■ What needs to be done ■
Set down exactly the lines running from the line with "[spot] the sunlit" to the end of the listing below, both ends included.

■ Material shown ■

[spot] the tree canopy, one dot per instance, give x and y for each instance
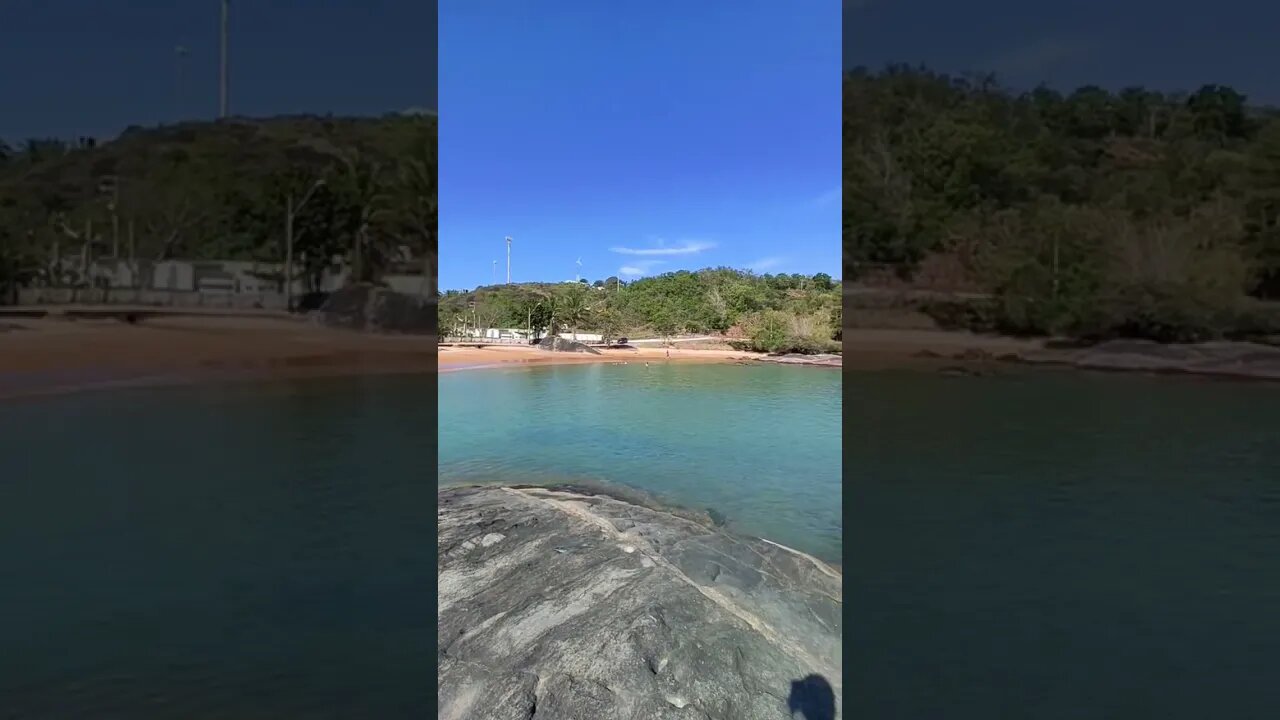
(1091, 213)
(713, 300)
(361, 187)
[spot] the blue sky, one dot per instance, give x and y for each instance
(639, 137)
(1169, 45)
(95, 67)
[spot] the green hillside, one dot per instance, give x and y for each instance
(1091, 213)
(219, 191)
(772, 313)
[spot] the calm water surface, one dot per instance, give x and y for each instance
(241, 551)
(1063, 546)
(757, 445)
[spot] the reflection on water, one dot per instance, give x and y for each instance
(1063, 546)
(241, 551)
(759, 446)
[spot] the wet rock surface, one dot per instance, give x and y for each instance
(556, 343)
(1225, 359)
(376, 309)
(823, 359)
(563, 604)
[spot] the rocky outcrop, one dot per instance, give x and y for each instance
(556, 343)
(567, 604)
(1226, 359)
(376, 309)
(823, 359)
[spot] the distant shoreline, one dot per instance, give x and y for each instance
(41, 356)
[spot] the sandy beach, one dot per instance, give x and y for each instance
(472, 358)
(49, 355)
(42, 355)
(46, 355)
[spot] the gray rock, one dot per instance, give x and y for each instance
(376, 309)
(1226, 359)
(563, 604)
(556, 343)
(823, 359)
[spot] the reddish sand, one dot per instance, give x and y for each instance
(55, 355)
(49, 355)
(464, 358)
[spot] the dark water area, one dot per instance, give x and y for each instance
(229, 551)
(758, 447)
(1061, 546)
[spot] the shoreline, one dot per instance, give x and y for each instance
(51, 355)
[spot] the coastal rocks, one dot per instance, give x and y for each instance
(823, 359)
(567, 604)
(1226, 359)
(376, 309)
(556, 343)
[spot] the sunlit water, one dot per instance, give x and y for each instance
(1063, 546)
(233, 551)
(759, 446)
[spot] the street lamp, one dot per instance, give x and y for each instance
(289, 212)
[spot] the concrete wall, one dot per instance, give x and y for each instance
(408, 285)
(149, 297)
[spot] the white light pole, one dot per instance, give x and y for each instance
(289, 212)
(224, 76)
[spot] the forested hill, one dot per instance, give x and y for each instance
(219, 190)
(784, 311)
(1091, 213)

■ Expected output ■
[spot] the sunlit water, one dot per instance, give x and y for each instance
(1063, 546)
(233, 551)
(759, 446)
[spot] the street lamp, one dot per instance, give x and y for each instance
(289, 212)
[spot] the concrete wall, one dot per instance, give x and y for each instance
(408, 285)
(149, 297)
[spot] the white light pole, one dot per instance, give x and y for each instance
(289, 212)
(224, 76)
[spot] the forested hill, one dot per instance, give x and y for each instance
(219, 190)
(784, 311)
(1091, 213)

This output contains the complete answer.